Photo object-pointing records
——————————

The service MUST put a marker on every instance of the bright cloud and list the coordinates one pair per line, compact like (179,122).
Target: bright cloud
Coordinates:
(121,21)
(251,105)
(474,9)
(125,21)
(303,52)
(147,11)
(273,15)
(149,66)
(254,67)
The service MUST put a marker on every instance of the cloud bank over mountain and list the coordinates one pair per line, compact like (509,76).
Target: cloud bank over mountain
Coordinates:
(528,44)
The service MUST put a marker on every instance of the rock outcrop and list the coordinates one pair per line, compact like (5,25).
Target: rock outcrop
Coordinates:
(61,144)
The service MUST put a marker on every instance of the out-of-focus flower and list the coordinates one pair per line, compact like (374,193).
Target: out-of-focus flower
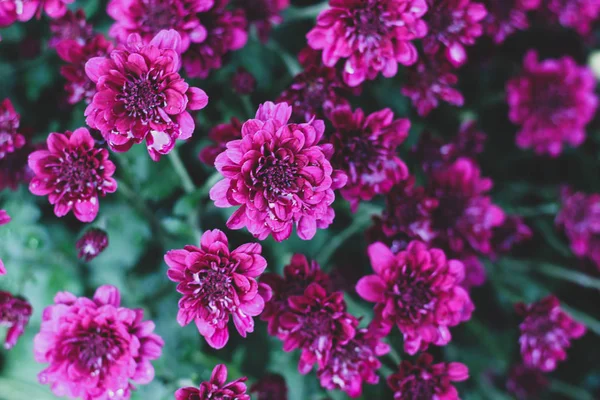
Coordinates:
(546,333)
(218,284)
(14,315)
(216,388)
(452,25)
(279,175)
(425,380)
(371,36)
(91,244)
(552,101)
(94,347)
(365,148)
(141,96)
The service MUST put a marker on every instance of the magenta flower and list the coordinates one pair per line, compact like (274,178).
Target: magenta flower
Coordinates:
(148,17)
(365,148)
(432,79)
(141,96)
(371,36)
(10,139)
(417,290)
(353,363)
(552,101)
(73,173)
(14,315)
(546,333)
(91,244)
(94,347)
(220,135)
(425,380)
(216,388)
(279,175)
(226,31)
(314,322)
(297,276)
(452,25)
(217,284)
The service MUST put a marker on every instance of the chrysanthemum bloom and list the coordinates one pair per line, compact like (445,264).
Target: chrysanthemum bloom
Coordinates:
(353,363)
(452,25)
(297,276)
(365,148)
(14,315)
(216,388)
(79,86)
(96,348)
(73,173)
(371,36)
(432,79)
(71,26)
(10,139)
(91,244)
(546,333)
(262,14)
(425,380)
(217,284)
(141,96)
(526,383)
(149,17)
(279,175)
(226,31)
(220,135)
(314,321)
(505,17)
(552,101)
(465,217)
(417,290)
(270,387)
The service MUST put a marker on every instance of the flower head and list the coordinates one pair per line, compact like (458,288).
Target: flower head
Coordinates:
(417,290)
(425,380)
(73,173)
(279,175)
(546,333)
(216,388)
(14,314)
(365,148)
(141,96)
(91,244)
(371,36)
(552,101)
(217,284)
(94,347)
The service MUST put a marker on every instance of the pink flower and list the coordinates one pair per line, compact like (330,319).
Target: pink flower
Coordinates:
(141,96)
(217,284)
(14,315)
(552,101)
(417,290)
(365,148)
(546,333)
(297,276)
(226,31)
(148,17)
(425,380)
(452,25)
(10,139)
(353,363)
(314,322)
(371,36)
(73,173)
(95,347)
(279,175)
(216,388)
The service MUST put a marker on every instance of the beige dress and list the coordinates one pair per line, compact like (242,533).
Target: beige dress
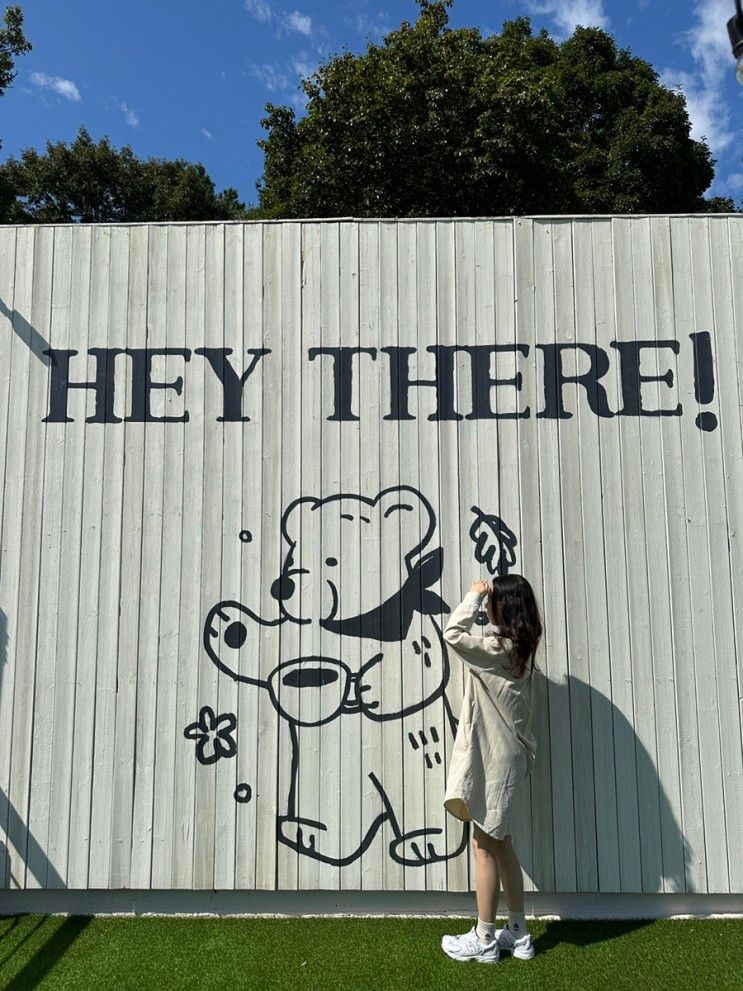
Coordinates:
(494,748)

——————————

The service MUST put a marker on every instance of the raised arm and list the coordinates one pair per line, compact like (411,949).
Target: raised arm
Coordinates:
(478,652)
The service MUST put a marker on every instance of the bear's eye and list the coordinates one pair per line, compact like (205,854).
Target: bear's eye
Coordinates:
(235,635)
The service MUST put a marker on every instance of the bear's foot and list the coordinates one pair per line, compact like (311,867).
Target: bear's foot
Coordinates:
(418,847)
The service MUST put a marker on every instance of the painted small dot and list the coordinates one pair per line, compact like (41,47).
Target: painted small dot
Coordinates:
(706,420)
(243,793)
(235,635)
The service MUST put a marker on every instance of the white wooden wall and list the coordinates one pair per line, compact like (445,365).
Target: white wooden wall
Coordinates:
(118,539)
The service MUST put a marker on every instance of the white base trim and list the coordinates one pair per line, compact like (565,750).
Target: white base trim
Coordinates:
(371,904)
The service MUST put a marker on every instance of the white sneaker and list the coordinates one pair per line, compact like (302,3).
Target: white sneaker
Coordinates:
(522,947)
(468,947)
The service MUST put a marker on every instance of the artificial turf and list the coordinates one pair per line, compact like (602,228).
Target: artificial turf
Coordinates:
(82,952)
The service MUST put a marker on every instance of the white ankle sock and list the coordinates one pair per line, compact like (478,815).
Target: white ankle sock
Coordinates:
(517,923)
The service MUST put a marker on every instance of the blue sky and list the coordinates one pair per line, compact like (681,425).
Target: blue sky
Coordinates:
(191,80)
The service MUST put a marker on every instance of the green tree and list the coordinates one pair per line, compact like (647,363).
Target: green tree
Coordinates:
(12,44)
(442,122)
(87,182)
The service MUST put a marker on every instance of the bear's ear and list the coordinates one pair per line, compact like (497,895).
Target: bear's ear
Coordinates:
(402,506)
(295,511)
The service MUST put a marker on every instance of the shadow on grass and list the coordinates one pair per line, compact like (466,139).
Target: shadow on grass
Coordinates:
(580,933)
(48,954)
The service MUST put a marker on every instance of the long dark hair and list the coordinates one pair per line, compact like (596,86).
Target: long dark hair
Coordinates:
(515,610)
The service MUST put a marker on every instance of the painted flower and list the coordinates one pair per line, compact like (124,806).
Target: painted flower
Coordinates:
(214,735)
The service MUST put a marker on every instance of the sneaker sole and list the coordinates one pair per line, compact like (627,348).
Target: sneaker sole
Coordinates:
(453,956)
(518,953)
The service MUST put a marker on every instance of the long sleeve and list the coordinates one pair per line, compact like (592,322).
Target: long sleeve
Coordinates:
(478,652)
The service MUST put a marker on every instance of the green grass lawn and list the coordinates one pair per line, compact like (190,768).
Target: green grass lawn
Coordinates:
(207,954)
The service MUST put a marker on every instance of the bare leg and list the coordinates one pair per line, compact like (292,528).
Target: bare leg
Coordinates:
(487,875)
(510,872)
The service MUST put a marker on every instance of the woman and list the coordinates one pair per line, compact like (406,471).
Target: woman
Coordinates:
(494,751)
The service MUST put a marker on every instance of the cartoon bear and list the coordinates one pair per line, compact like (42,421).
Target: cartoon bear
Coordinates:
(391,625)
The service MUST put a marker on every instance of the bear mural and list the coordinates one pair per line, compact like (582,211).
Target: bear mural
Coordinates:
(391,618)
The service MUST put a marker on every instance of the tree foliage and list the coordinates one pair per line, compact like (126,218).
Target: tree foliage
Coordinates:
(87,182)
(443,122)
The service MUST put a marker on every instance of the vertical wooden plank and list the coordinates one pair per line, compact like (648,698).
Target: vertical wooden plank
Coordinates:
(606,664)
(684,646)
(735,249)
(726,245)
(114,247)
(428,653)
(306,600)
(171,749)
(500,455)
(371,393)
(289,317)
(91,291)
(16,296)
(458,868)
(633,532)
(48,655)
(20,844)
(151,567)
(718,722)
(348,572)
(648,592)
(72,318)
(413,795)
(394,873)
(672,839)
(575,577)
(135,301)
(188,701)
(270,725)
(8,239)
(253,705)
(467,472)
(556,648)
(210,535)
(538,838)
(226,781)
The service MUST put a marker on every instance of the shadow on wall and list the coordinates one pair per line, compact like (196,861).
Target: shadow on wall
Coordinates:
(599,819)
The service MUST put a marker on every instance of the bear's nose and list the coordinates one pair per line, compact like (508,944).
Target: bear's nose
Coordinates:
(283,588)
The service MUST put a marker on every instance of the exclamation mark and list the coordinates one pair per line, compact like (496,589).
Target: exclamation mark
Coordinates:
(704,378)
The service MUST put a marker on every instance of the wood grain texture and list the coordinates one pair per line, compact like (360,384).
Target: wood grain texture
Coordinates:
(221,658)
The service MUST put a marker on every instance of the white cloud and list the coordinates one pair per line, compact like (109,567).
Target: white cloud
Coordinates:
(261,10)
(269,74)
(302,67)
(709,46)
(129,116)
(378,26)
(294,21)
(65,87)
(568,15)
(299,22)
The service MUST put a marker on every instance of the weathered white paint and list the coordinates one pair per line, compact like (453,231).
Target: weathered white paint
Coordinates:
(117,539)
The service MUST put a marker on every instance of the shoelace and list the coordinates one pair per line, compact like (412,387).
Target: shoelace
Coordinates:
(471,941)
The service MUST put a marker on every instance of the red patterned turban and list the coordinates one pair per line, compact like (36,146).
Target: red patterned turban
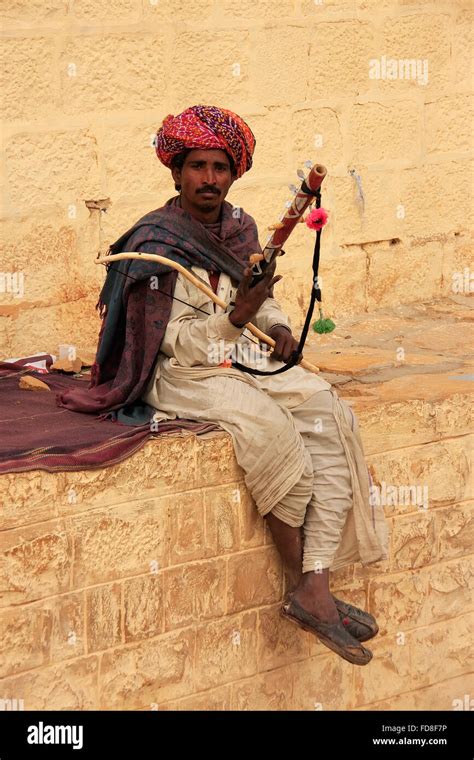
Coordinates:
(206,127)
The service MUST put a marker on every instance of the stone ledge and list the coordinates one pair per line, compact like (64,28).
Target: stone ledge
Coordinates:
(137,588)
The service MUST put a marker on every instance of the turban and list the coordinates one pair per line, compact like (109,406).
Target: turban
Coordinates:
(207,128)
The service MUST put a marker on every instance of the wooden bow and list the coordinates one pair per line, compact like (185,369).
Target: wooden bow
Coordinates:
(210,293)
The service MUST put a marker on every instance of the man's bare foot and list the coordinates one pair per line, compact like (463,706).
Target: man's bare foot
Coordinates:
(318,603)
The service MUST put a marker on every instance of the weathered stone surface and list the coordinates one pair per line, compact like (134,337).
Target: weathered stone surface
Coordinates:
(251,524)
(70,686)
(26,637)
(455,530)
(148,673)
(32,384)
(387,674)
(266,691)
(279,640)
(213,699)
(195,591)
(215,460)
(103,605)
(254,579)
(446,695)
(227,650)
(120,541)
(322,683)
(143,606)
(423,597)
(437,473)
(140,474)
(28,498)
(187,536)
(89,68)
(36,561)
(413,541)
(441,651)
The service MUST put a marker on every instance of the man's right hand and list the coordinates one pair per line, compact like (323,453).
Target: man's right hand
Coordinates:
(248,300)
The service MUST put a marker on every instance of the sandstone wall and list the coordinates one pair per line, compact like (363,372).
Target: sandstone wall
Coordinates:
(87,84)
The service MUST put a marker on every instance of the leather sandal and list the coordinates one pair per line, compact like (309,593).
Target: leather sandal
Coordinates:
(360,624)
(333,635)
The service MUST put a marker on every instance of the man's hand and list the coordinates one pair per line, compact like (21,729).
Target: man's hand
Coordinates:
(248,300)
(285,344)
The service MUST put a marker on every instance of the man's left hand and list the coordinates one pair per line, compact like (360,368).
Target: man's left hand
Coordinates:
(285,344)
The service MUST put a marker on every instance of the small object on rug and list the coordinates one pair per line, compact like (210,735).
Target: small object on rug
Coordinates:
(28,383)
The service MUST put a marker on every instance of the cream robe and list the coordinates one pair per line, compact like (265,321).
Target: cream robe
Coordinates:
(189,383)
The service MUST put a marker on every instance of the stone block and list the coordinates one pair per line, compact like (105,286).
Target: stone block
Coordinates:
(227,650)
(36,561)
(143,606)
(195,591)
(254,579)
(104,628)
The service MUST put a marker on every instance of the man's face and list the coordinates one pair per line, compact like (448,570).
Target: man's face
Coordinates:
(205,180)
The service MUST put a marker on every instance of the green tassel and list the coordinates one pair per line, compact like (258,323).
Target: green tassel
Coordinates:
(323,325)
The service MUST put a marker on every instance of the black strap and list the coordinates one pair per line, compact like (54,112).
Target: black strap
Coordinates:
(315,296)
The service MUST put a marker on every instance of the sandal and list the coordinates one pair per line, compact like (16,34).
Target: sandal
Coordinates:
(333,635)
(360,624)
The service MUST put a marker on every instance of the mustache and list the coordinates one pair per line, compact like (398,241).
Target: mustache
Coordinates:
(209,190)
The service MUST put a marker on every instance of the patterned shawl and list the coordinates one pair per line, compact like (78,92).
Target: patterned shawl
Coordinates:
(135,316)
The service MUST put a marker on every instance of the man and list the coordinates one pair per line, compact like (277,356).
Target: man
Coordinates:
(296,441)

——————————

WHAT TO WORK ON: Please pull out every line of the rows above that contains the string "shadow", and copy each one in full. Case counts, so only matches in the same case qualify.

WRITTEN RESPONSE:
The service MUST put a marker on every instance of the shadow on grass and list the coordinates one pair per line, compact like (466,139).
Target: shadow on grass
The service MUST put a marker on every instance of the shadow on wall and list the coordinates one pair per line, compact like (196,861).
Target: shadow on wall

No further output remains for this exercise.